Problem to work on
Find each line in the items below that contains the string "arch" and copy those lines out.

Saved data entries
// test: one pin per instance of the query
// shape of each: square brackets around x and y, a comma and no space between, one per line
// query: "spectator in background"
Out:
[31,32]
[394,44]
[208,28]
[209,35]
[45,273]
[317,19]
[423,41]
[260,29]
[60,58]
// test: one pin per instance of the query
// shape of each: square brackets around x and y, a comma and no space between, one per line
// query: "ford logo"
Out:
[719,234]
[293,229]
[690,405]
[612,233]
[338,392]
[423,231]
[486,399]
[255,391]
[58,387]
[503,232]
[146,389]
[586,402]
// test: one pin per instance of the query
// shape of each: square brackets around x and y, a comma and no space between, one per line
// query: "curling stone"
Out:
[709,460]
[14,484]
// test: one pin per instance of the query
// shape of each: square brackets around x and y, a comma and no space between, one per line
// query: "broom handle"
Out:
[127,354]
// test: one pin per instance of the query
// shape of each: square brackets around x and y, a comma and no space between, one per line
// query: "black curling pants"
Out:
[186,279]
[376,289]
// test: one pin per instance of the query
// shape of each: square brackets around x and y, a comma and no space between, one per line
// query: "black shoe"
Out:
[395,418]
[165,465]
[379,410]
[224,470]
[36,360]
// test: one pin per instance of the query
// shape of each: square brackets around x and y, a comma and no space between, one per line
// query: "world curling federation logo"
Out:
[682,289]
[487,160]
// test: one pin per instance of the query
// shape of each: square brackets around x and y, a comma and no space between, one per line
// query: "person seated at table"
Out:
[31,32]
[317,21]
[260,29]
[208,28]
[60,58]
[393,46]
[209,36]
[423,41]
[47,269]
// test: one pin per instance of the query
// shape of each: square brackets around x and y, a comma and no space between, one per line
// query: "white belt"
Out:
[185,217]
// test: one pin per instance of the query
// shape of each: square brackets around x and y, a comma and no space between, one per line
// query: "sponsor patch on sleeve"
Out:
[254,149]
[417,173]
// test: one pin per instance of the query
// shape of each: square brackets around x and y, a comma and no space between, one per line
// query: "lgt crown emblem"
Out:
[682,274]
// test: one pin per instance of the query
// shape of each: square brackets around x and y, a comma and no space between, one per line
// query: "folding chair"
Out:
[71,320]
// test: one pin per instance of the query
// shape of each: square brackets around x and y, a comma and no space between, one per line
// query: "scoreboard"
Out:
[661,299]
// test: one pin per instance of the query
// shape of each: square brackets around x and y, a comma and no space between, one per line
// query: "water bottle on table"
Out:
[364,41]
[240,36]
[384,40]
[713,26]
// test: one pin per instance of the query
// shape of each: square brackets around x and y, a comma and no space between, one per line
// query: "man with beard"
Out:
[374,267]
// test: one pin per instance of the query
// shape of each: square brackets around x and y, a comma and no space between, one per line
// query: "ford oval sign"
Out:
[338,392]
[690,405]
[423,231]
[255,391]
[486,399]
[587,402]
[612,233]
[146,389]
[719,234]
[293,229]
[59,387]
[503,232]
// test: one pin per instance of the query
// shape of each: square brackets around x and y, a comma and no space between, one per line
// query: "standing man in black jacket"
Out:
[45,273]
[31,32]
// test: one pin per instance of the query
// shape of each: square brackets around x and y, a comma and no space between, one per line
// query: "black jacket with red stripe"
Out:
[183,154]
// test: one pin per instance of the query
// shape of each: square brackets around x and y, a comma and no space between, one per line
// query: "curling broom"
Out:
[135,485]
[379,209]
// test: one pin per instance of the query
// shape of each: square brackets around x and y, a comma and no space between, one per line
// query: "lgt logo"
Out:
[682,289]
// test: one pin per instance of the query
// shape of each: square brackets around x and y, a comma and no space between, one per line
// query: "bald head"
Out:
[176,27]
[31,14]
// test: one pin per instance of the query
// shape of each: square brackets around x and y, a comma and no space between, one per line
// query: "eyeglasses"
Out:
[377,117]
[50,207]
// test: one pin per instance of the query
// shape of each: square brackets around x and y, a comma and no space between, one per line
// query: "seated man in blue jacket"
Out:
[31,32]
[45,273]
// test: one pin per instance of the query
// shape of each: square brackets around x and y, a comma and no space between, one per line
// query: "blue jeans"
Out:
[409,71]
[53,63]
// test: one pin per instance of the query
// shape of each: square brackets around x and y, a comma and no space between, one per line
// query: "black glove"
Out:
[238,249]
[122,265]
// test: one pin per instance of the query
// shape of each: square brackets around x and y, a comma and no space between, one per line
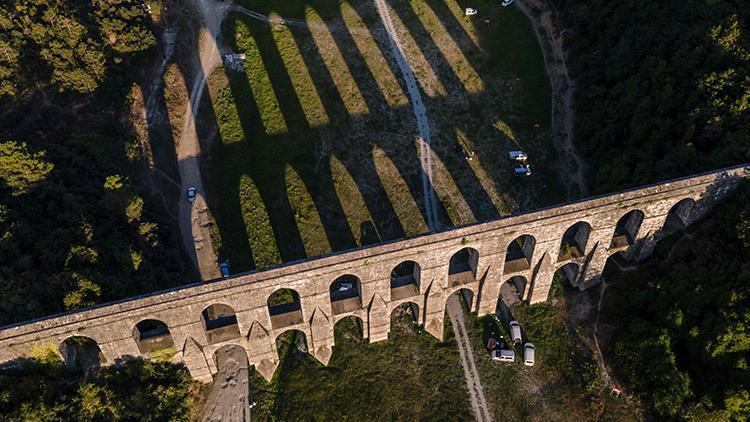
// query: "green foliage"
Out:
[67,45]
[685,340]
[137,390]
[21,169]
[663,88]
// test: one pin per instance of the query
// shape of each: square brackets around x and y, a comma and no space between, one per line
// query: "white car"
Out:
[515,331]
[503,355]
[191,194]
[528,354]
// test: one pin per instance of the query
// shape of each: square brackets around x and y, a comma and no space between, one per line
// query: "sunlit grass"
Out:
[340,72]
[399,195]
[452,53]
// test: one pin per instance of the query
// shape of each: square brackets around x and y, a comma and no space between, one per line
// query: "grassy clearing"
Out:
[320,126]
[409,377]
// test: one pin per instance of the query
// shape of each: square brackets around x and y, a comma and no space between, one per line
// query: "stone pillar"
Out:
[647,236]
[378,319]
[489,289]
[260,351]
[541,279]
[195,361]
[592,269]
[321,336]
[434,310]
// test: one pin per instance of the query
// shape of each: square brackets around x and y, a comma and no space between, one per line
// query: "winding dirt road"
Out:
[195,217]
[550,39]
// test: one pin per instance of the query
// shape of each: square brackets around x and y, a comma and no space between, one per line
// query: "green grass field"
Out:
[316,148]
[411,376]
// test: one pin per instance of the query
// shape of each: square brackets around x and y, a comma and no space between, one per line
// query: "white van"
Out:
[517,156]
[515,331]
[528,354]
[522,171]
[503,355]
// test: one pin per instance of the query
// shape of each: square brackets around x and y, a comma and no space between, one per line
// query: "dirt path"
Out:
[228,399]
[550,39]
[194,217]
[473,382]
[420,113]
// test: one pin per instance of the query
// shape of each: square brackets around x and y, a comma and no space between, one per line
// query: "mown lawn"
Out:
[411,376]
[316,140]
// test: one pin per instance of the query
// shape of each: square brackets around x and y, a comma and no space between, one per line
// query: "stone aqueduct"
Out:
[575,239]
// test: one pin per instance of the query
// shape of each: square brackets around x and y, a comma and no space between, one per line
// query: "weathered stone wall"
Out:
[111,326]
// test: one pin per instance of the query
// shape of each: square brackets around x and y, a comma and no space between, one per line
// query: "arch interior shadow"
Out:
[462,268]
[573,244]
[346,294]
[285,308]
[405,278]
[678,217]
[519,254]
[220,323]
[152,335]
[626,231]
[81,353]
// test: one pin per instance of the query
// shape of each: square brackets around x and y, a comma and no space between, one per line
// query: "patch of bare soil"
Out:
[550,37]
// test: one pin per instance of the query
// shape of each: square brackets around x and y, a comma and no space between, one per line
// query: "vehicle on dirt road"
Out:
[191,194]
[515,331]
[522,170]
[528,354]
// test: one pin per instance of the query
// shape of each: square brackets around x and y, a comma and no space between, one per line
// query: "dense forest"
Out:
[663,90]
[662,87]
[78,226]
[684,338]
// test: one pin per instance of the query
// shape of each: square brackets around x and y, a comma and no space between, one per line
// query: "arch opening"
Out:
[679,216]
[462,268]
[626,231]
[405,279]
[519,254]
[574,240]
[346,294]
[230,359]
[291,342]
[405,311]
[81,353]
[569,272]
[348,330]
[220,323]
[152,335]
[285,308]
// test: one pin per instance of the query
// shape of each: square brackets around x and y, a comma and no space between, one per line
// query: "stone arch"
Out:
[291,338]
[466,295]
[220,323]
[574,240]
[152,335]
[345,294]
[405,279]
[512,291]
[569,272]
[407,309]
[81,353]
[462,267]
[343,327]
[519,253]
[229,358]
[679,216]
[626,230]
[284,308]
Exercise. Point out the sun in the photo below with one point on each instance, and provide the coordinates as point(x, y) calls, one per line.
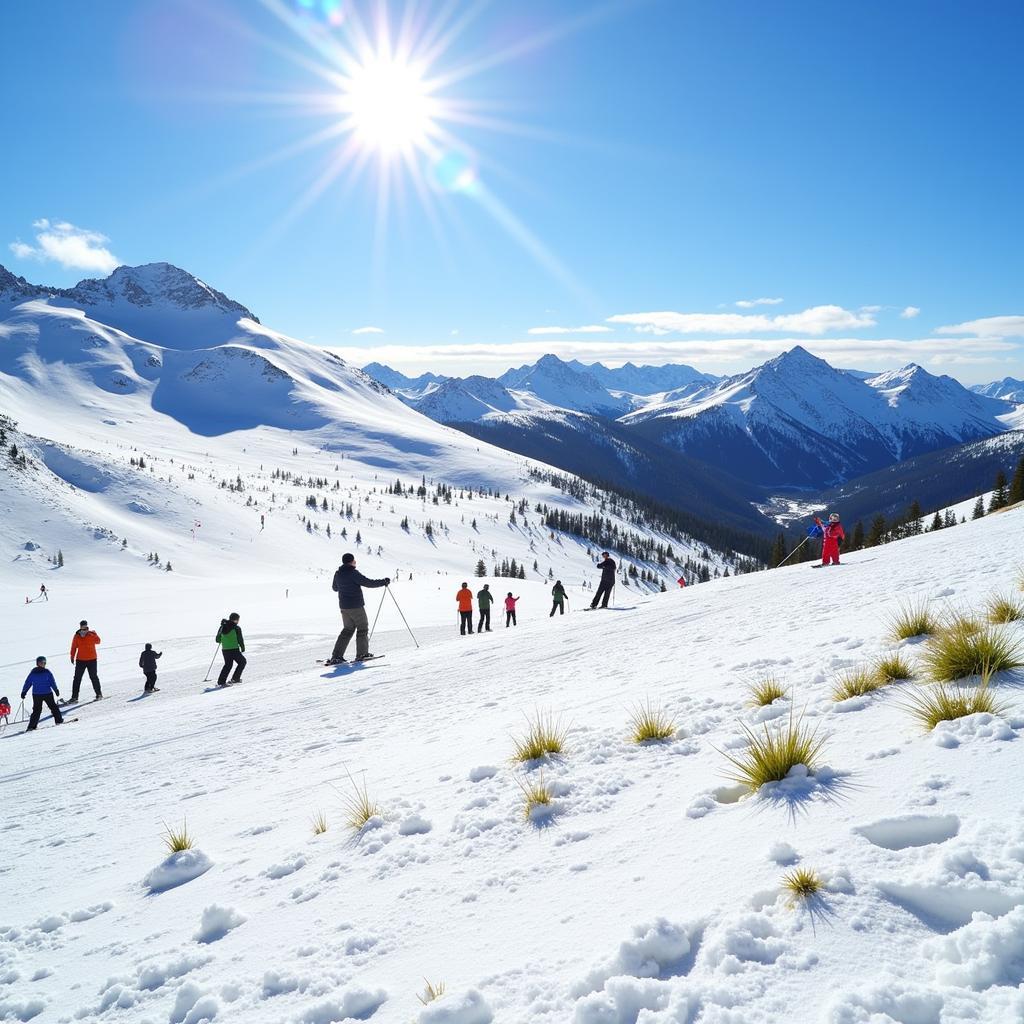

Solution for this task
// query: "arch interior shadow"
// query: "arch opening"
// query: "stone arch"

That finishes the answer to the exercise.